→ What you need to do
Your answer should hold only the lines from the start of the data below through the line with "Expected behaviour: the pointer locates the man", copied exactly, with pictures left out.

→ Supplied material

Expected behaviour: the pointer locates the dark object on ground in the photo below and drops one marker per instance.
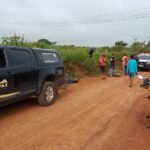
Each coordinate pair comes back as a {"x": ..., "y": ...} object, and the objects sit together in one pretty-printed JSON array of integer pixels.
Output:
[{"x": 72, "y": 81}]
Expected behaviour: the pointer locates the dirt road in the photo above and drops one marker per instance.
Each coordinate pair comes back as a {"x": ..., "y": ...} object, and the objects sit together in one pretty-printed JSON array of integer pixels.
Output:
[{"x": 94, "y": 114}]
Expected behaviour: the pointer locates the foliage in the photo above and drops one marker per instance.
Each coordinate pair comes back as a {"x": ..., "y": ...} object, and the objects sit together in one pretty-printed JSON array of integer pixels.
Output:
[{"x": 76, "y": 59}]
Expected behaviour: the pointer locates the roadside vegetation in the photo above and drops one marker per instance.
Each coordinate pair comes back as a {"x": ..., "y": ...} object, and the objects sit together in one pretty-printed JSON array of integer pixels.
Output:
[{"x": 76, "y": 59}]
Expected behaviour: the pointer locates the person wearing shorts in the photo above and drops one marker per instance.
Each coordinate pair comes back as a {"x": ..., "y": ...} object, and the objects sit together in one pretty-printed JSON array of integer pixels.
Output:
[{"x": 131, "y": 69}]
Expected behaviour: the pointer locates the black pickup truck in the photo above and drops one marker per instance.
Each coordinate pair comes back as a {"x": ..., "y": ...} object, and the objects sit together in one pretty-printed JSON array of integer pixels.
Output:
[{"x": 25, "y": 73}]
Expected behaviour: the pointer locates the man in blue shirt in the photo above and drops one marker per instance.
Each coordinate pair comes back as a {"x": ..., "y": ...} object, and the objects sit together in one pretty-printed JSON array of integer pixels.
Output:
[{"x": 131, "y": 69}]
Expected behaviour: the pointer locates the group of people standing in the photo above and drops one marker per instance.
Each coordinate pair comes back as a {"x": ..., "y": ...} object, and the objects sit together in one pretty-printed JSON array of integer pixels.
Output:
[{"x": 129, "y": 65}]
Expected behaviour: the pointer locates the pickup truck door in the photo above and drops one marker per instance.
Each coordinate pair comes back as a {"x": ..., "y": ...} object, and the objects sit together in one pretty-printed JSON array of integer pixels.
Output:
[
  {"x": 25, "y": 72},
  {"x": 7, "y": 88}
]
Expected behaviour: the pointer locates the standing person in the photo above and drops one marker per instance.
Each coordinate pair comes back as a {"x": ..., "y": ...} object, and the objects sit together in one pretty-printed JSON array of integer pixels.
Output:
[
  {"x": 102, "y": 63},
  {"x": 112, "y": 62},
  {"x": 125, "y": 60},
  {"x": 91, "y": 52},
  {"x": 131, "y": 69}
]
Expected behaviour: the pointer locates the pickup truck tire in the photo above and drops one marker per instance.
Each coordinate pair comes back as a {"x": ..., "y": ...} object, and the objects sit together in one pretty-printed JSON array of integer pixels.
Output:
[{"x": 48, "y": 94}]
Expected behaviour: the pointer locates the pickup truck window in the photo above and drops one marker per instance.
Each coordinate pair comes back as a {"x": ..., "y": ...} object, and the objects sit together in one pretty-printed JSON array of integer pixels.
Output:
[
  {"x": 2, "y": 59},
  {"x": 49, "y": 57},
  {"x": 21, "y": 57}
]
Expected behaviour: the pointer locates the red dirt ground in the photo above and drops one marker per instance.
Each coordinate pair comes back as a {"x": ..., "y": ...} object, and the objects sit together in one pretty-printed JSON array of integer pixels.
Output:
[{"x": 94, "y": 114}]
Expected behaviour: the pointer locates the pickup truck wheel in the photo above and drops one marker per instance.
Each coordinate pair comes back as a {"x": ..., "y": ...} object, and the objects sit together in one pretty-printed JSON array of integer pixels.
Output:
[{"x": 48, "y": 94}]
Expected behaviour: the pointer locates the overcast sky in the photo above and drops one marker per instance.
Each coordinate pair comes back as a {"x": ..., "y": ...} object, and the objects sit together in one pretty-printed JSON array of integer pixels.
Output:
[{"x": 78, "y": 22}]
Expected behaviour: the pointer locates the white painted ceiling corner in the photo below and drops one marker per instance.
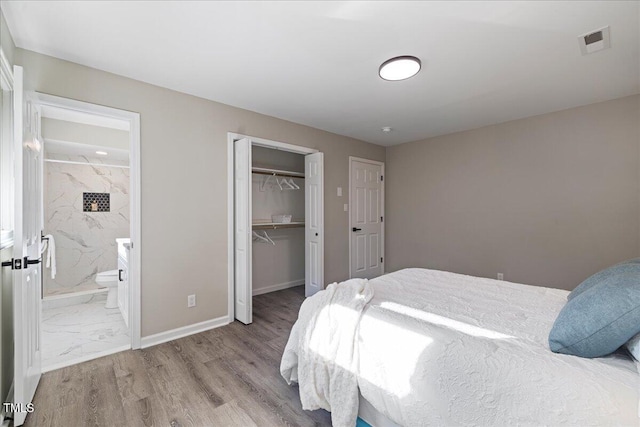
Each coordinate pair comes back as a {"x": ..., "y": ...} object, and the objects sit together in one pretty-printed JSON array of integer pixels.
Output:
[{"x": 316, "y": 63}]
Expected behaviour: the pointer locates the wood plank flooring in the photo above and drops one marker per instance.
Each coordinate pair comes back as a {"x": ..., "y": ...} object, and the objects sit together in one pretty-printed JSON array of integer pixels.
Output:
[{"x": 224, "y": 377}]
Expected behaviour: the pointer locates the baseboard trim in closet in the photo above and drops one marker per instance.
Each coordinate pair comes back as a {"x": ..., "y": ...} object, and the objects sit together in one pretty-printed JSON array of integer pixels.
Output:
[
  {"x": 278, "y": 287},
  {"x": 162, "y": 337}
]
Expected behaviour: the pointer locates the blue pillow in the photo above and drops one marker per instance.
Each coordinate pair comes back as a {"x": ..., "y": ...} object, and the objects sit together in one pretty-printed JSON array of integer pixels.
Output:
[
  {"x": 597, "y": 278},
  {"x": 601, "y": 318}
]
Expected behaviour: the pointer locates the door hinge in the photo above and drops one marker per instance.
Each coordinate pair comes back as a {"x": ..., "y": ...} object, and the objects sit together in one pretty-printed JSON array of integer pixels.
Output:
[{"x": 14, "y": 263}]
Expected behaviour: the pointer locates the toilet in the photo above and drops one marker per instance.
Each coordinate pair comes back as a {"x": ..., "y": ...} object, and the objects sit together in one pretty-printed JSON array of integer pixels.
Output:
[{"x": 109, "y": 279}]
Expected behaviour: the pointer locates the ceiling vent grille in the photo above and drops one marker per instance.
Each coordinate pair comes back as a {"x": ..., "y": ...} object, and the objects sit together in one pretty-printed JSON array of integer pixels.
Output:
[{"x": 594, "y": 41}]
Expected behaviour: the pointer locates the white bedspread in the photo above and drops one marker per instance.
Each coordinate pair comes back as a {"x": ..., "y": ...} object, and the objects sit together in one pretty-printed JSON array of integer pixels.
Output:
[{"x": 438, "y": 348}]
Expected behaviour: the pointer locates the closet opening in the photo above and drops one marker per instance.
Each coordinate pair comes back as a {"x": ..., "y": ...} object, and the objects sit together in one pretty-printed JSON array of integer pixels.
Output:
[{"x": 276, "y": 238}]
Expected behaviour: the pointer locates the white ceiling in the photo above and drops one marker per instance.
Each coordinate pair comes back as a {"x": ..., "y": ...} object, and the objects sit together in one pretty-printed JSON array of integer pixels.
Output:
[{"x": 316, "y": 63}]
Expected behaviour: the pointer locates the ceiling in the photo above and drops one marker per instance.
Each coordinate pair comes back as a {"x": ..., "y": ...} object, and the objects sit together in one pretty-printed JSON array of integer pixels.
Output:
[{"x": 316, "y": 63}]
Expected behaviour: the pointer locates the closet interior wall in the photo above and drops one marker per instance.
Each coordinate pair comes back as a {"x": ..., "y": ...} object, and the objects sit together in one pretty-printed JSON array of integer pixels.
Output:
[{"x": 281, "y": 265}]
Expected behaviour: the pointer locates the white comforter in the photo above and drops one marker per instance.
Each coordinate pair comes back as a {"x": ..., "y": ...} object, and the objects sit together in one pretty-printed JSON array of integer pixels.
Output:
[{"x": 438, "y": 348}]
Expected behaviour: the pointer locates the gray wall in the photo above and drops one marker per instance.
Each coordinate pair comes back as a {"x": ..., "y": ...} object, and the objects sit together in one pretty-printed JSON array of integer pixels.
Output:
[
  {"x": 546, "y": 200},
  {"x": 184, "y": 184}
]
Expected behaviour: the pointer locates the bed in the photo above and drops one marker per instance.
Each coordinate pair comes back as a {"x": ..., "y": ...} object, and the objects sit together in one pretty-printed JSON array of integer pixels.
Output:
[{"x": 425, "y": 347}]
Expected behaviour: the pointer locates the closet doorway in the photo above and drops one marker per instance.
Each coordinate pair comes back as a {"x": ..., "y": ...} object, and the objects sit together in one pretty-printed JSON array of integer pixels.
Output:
[{"x": 276, "y": 214}]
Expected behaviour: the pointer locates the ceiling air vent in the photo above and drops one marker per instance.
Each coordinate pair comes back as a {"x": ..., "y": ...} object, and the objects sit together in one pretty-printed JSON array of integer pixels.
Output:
[{"x": 594, "y": 41}]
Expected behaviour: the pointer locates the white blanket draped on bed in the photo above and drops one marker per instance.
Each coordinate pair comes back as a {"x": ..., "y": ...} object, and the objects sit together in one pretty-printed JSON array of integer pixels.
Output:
[
  {"x": 438, "y": 348},
  {"x": 321, "y": 351}
]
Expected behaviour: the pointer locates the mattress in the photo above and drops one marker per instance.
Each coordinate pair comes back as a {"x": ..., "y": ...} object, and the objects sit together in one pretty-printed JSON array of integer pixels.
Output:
[{"x": 438, "y": 348}]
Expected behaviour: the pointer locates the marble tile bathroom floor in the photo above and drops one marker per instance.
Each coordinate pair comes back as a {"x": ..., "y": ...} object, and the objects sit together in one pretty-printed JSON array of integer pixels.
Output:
[{"x": 79, "y": 332}]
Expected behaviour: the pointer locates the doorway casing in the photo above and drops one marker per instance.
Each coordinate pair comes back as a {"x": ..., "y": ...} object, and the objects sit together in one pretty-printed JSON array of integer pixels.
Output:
[
  {"x": 134, "y": 164},
  {"x": 255, "y": 141}
]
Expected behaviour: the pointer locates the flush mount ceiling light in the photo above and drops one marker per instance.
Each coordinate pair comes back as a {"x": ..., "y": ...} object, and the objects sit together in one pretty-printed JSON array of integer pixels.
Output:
[{"x": 399, "y": 68}]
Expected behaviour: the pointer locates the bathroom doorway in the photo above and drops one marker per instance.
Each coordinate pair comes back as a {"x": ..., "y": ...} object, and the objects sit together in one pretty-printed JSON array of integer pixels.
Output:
[{"x": 90, "y": 228}]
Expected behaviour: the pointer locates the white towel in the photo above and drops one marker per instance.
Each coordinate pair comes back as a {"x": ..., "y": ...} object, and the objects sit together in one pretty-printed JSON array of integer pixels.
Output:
[{"x": 51, "y": 255}]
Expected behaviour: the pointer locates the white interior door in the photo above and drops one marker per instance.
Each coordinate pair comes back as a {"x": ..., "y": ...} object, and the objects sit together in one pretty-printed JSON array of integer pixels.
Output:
[
  {"x": 366, "y": 225},
  {"x": 242, "y": 229},
  {"x": 314, "y": 223},
  {"x": 27, "y": 229}
]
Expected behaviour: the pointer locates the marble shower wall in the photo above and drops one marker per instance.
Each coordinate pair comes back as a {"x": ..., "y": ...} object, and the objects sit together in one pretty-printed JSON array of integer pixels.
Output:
[{"x": 85, "y": 241}]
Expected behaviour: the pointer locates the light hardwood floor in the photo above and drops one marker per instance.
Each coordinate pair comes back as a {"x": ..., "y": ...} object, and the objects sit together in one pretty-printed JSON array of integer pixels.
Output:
[{"x": 224, "y": 377}]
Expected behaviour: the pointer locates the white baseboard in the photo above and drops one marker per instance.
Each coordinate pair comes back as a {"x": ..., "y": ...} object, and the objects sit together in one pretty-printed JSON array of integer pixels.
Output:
[
  {"x": 278, "y": 287},
  {"x": 184, "y": 331}
]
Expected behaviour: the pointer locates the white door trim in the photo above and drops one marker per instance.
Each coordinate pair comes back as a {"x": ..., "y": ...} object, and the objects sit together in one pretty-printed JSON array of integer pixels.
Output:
[
  {"x": 261, "y": 142},
  {"x": 381, "y": 164},
  {"x": 134, "y": 163}
]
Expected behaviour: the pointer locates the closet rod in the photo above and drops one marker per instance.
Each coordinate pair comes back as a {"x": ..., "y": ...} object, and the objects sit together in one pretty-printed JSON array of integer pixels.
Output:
[
  {"x": 277, "y": 225},
  {"x": 277, "y": 172}
]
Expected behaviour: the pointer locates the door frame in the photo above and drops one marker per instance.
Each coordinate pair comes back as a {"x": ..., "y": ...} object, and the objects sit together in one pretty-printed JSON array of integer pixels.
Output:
[
  {"x": 373, "y": 162},
  {"x": 135, "y": 306},
  {"x": 259, "y": 142}
]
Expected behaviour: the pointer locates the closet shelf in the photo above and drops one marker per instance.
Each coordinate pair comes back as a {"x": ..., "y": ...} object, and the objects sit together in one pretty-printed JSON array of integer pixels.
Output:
[
  {"x": 276, "y": 225},
  {"x": 277, "y": 172}
]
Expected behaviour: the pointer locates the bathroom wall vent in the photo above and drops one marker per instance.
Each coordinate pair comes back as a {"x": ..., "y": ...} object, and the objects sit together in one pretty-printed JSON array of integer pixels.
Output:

→ Result below
Expected behaviour: the pointer locates the dark object on ground in the photo below and drops one marker per instance.
Each coordinate pair comes back as a {"x": ..., "y": ...} object, and the objects sit together in one pretty-printed JSON array of integer pixels.
Output:
[{"x": 72, "y": 81}]
Expected behaviour: the pointer locates the dirt road in the photo above and drops one marker per instance.
Each coordinate pair comes back as a {"x": ..., "y": ...} object, and the objects sit together in one pretty-printed JSON array of integer pixels.
Output:
[{"x": 94, "y": 114}]
Expected behaviour: the pointer locates the foliage in the photo above and drops one marker per instance.
Each coordinate pair comes back as a {"x": ..., "y": ...} object, and the objects sit together in one pretty-printed JSON array of integer pixels.
Output:
[{"x": 76, "y": 59}]
Expected behaviour: the pointer locates the roadside vegetation in the photo above and drops one marker per instance.
Each coordinate pair comes back as a {"x": ..., "y": ...} object, and the objects sit together in one pretty-printed JSON array of integer pixels.
Output:
[{"x": 76, "y": 59}]
Expected behaviour: the pointer locates the person wearing shorts in the photo above and drops one marker per instance.
Each coordinate pair comes back as a {"x": ..., "y": ...} object, and the objects sit together in one pretty-printed JSON array of integer pixels.
Output:
[{"x": 131, "y": 69}]
Expected behaviour: the pointer locates the black pickup truck in the photo above and drops one marker per instance.
Each coordinate pair comes back as a {"x": ..., "y": ...} object, and the objects sit together in one pretty-printed JSON array of integer pixels.
Output:
[{"x": 25, "y": 73}]
Expected behaviour: the pointer locates the man in blue shirt in the photo above and drops one marker per instance.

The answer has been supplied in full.